> [WHAT IS REQUIRED]: Pull out every line in the listing below that contains the word "light". Treat uppercase and lowercase as different.

>> BEGIN

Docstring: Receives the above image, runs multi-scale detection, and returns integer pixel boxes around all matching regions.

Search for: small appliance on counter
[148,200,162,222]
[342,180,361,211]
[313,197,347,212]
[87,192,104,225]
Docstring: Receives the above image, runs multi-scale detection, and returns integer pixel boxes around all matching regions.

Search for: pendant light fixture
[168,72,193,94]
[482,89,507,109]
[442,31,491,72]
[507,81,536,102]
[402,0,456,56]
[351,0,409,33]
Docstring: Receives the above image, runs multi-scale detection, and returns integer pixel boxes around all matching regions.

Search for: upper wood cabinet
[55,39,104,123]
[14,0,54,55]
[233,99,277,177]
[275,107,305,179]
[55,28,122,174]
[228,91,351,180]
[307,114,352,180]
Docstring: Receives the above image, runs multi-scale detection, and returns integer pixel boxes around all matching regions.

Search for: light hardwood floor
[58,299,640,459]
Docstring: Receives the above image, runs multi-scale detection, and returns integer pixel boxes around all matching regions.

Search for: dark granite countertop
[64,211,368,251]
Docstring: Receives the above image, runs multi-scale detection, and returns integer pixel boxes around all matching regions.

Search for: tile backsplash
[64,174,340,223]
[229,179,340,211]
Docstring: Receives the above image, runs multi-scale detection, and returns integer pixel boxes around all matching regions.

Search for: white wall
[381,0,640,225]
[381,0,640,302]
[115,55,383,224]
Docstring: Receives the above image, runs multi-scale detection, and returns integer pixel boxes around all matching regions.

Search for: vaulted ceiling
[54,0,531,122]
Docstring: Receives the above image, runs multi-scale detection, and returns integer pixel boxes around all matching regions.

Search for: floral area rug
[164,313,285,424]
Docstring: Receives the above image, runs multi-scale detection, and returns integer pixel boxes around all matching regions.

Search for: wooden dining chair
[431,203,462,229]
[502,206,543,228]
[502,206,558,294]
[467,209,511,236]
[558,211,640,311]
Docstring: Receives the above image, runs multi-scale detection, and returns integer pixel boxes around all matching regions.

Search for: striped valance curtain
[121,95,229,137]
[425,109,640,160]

>> END

> [RESULT BELOW]:
Search for: pendant light fixture
Search for: light hardwood floor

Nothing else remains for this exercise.